======== TASK INPUT ========

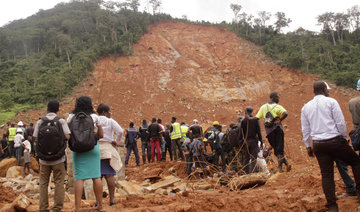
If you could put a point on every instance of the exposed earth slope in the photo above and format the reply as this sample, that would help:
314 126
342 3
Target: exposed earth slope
208 73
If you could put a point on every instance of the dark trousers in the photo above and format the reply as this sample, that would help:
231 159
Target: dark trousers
344 173
146 151
155 143
11 149
250 153
326 153
168 149
276 140
218 153
176 147
132 147
18 151
189 162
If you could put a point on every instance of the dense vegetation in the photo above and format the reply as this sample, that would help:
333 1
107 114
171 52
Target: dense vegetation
46 55
334 53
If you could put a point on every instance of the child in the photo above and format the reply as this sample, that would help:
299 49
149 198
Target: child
27 149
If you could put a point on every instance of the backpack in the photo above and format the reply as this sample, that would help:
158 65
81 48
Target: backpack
51 143
355 138
217 141
269 118
82 137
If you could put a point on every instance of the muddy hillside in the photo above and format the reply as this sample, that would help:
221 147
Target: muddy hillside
208 73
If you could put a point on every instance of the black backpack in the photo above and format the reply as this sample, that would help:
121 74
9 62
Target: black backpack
355 138
269 118
82 137
51 142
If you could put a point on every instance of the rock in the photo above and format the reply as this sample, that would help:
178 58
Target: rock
169 180
7 208
131 187
202 186
21 202
29 177
10 162
14 172
179 188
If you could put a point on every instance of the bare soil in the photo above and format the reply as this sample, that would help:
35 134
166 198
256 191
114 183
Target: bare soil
208 73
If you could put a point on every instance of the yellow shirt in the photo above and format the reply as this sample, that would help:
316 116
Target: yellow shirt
275 109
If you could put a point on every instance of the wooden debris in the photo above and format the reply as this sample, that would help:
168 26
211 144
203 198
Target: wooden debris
247 181
168 181
130 187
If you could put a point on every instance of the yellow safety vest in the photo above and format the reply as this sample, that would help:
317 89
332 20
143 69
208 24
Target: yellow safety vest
12 133
184 130
176 133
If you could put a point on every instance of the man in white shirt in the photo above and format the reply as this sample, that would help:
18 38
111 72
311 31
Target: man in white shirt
322 121
27 149
18 139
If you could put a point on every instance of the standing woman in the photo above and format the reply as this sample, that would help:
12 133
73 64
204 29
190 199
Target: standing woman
110 158
87 164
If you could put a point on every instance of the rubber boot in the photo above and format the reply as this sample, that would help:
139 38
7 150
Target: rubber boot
280 161
288 166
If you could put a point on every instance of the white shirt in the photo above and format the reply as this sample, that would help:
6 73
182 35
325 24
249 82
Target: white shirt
17 140
322 119
112 130
27 146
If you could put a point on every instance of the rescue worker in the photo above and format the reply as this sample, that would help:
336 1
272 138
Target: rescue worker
175 134
12 133
184 131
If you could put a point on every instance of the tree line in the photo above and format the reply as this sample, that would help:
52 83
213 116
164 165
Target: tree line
334 53
44 56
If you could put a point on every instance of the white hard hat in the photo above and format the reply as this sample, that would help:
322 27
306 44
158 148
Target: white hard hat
327 86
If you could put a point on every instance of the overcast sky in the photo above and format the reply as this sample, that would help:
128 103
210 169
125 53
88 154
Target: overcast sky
302 12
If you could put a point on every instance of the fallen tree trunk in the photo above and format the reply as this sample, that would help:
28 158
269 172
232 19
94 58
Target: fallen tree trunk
247 181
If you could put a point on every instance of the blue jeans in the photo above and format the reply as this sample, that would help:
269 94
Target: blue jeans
18 151
344 173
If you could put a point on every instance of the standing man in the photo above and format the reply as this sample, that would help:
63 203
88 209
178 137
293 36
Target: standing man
154 131
167 139
322 121
29 132
196 130
52 163
12 133
251 133
130 143
215 139
175 133
162 140
274 114
145 142
354 107
18 139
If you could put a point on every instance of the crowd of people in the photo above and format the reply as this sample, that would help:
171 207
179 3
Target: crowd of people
240 149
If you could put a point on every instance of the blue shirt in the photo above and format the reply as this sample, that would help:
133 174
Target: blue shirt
132 134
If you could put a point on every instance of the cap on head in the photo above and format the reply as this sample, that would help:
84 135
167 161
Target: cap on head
327 86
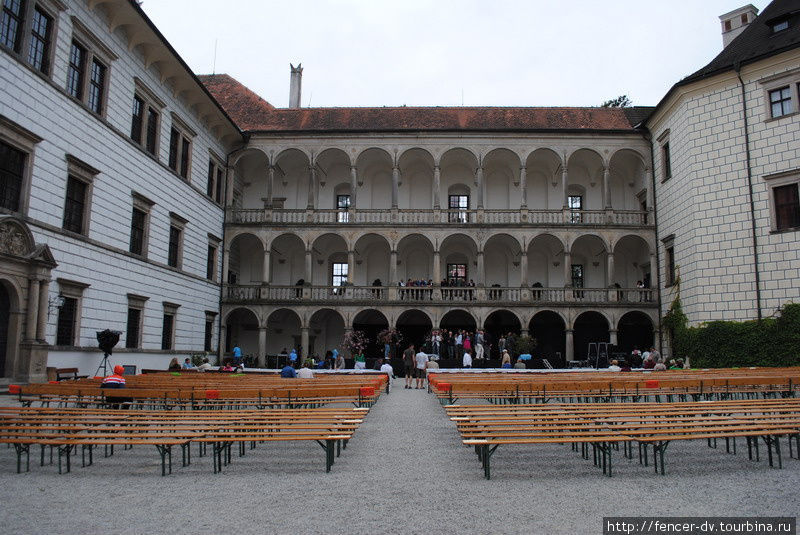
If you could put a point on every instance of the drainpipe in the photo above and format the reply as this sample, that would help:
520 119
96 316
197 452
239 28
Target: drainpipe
737 67
649 137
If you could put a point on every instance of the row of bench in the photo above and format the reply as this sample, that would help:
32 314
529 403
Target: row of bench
66 429
606 427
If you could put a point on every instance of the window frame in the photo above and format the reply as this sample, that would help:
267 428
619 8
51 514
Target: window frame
183 149
777 180
51 8
24 141
145 205
98 52
179 223
150 104
73 290
171 310
85 173
135 302
213 259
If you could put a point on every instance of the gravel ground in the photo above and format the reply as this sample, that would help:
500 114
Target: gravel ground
405 471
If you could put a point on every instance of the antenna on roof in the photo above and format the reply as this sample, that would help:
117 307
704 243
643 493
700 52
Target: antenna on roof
214 64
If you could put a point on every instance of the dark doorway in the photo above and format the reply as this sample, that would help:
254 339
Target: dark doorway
415 326
371 322
635 329
500 323
590 327
5 318
549 330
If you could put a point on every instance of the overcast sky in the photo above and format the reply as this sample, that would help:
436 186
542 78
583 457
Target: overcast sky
430 53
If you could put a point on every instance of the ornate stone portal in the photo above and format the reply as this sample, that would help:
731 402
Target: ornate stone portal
25 277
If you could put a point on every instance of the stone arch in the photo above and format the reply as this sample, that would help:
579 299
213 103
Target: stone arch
327 328
589 327
241 328
635 329
372 256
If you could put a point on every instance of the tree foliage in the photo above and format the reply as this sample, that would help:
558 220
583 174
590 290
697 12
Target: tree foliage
621 101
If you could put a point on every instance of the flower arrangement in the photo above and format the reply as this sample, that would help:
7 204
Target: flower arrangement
390 336
355 342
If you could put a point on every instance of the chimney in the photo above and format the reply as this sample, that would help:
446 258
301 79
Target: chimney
295 83
735 22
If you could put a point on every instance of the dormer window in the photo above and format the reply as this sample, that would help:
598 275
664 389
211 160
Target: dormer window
780 25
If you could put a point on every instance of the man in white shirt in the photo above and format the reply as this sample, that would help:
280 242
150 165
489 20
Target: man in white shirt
421 361
305 372
388 370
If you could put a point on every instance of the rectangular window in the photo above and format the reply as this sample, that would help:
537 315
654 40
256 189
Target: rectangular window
173 258
151 142
97 82
41 30
780 101
458 206
138 227
75 69
167 327
670 265
575 204
339 273
211 263
65 328
343 205
209 332
787 207
11 24
132 334
75 205
12 167
666 161
456 272
137 119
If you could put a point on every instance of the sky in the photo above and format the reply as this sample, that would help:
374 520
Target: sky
448 52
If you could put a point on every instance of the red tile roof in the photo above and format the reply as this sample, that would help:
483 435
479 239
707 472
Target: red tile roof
252 113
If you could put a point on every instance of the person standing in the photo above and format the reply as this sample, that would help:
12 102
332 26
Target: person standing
421 361
408 364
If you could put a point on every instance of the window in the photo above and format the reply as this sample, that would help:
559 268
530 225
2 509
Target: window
458 205
780 101
209 331
168 326
666 161
780 26
12 168
211 260
77 62
456 273
180 147
41 30
16 151
140 222
11 24
575 205
68 323
215 179
88 68
787 207
175 246
133 331
342 207
77 204
338 273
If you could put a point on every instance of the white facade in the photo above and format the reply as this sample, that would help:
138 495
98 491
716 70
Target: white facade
100 257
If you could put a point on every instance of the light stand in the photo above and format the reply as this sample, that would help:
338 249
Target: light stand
106 341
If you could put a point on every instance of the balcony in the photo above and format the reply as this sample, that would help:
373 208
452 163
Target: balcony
257 216
449 296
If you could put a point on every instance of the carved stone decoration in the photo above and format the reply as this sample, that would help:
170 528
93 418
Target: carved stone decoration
13 240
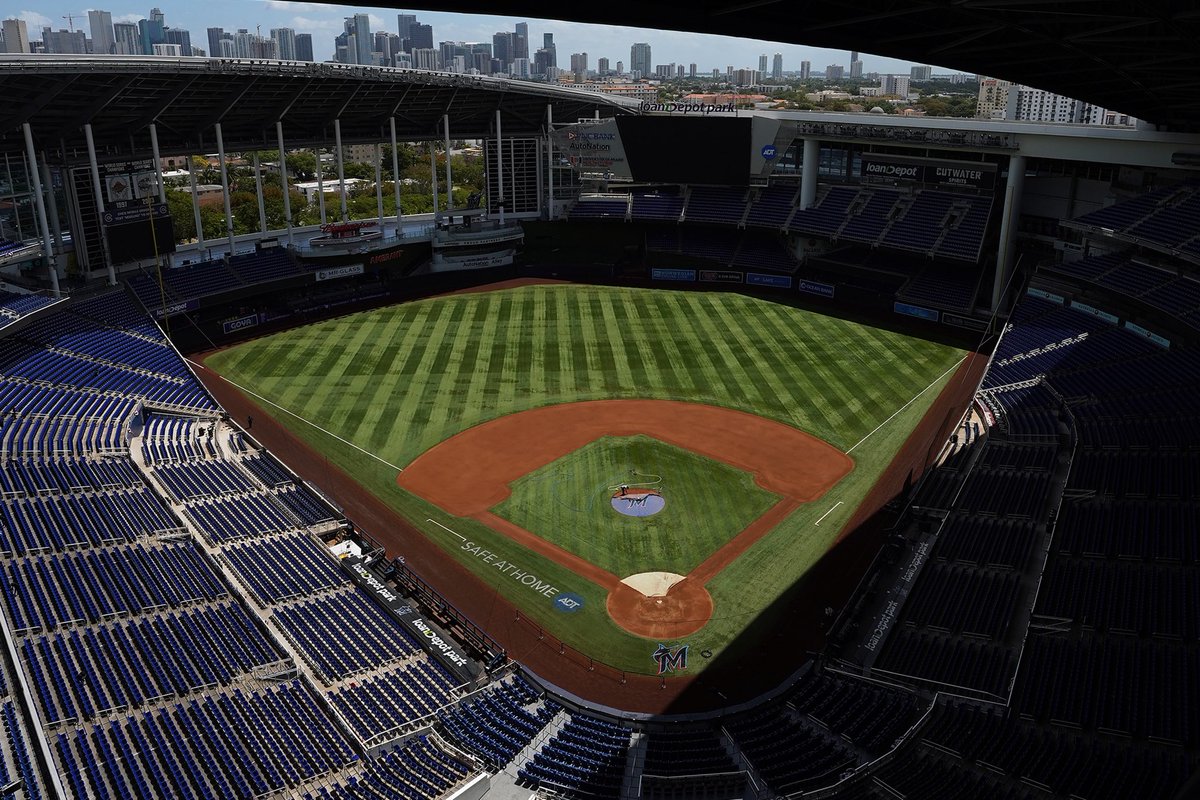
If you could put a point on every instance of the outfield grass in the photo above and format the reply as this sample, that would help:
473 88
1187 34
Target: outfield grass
399 380
568 501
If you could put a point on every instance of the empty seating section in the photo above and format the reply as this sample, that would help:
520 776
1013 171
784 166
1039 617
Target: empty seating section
17 756
232 744
343 633
600 208
417 770
773 205
46 591
666 208
281 567
81 675
497 722
868 220
586 756
720 204
381 704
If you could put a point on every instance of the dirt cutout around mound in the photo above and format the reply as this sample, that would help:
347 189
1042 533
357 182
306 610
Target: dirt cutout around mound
471 473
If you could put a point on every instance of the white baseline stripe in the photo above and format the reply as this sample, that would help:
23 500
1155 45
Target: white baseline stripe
328 433
444 528
907 404
828 512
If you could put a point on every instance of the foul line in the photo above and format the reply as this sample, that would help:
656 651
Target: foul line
828 512
955 366
444 528
328 433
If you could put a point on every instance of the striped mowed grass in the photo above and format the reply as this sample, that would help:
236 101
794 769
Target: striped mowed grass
397 380
569 501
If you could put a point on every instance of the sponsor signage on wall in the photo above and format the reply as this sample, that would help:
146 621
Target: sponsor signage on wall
339 272
720 276
916 311
775 281
660 274
813 287
241 323
881 167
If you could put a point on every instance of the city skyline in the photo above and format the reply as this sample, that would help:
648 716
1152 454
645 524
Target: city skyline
325 22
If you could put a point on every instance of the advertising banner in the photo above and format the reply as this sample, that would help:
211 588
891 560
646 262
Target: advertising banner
814 287
775 281
672 275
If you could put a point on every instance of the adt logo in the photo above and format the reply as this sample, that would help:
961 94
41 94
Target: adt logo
671 661
568 603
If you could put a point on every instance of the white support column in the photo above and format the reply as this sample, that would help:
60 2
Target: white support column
379 185
1006 254
225 186
100 200
196 204
52 262
55 222
341 168
433 180
258 193
809 170
445 131
395 174
499 167
550 161
321 187
283 179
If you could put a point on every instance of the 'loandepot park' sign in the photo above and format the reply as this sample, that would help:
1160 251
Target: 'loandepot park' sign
885 168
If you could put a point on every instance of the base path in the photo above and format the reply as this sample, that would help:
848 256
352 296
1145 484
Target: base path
471 471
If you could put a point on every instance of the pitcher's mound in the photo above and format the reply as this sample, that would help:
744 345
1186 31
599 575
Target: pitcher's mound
684 607
653 584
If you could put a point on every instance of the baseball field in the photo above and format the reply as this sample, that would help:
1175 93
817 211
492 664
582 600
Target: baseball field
627 467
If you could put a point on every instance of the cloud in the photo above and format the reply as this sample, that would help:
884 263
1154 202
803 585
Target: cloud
34 19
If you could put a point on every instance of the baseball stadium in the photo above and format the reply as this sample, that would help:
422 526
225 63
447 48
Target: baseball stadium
703 453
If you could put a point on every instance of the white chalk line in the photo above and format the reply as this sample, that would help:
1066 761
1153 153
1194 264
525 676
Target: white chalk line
828 512
286 410
444 528
953 367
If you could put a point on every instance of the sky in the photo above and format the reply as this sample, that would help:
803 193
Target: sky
324 22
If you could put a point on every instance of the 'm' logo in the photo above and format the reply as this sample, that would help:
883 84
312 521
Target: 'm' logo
671 661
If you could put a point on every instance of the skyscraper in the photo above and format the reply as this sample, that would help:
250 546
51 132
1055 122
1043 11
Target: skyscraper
304 47
16 36
640 59
285 42
100 23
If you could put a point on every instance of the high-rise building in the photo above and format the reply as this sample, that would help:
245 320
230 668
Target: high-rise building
502 48
580 66
125 38
100 23
304 47
640 59
993 100
521 41
285 42
178 36
16 36
64 41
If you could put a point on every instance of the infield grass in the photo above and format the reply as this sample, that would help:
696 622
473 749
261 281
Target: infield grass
568 501
397 380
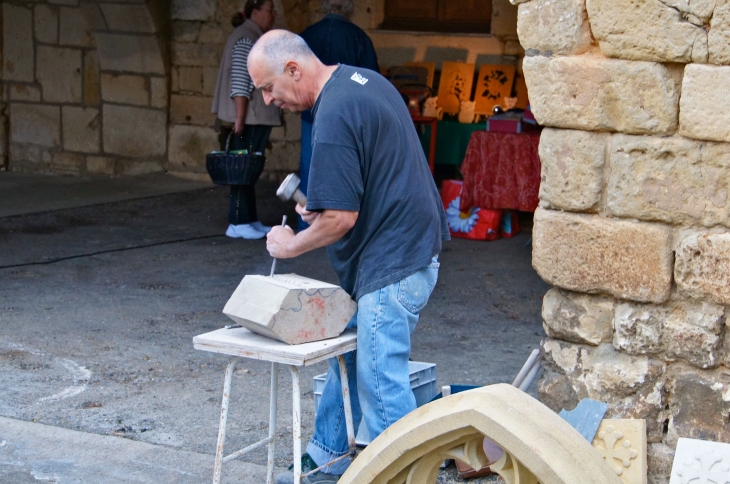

========

WHAT TO DO: Count the lines in the data above that contain the word "section", and reply with that number alone.

EXERCISE ANSWER: 2